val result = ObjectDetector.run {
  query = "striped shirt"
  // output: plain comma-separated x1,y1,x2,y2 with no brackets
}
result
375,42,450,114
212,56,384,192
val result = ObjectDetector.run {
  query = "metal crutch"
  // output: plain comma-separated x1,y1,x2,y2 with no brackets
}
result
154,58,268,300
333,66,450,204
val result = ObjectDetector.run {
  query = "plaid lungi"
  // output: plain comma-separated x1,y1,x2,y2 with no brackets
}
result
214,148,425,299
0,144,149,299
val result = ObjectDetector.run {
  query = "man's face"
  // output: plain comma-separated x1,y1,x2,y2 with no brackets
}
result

----------

#### The task
Rewrite all of the lines above, replacing "metal crutch" with "wooden cane" and leaving everything else as it is.

#### Exercise answer
val result = ObjectDetector.run {
  query = "striped shirt"
  // output: plain comma-separated x1,y1,x2,y2 with no brackets
}
result
375,42,450,114
212,56,384,192
val result = ObjectDetector.run {
  query = "wooden cane"
  // output: plain comma-separated x1,y1,x2,y2 with no brackets
}
result
154,58,268,300
333,66,450,204
val result = ObjectDetector.run {
  query = "plaid lungi"
  // output: plain comma-separated x1,y1,x2,y2 with no brackets
}
result
214,148,425,299
0,144,149,299
val result = ObjectDetector.run {
  query = "man's face"
  // output: plain comma-separated x1,y1,x2,y2 with no brackets
}
result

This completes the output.